* **Stated task**
Reproduce every one of the records below word for word.

(Data items)

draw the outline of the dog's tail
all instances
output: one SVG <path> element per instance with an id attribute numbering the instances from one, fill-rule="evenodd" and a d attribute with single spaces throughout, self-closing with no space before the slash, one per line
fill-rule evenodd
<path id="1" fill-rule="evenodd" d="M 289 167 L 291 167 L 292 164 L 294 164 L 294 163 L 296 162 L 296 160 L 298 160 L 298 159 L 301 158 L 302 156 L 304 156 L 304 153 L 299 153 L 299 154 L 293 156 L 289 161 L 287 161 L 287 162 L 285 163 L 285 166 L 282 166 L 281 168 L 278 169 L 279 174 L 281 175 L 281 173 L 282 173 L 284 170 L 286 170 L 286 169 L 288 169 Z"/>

* **Problem solution**
draw the outline of the dog's tail
all instances
output: one SVG <path> element per instance with an id attribute numbering the instances from one, fill-rule="evenodd" and a d attribute with single spaces throughout, self-closing with no space before the slash, one per line
fill-rule evenodd
<path id="1" fill-rule="evenodd" d="M 289 167 L 291 167 L 292 164 L 294 164 L 294 163 L 296 162 L 296 160 L 298 160 L 298 159 L 301 158 L 302 156 L 304 156 L 304 153 L 299 153 L 299 154 L 293 156 L 289 161 L 287 161 L 287 162 L 285 163 L 285 166 L 282 166 L 281 168 L 278 169 L 279 174 L 281 175 L 281 173 L 282 173 L 284 170 L 286 170 L 286 169 L 288 169 Z"/>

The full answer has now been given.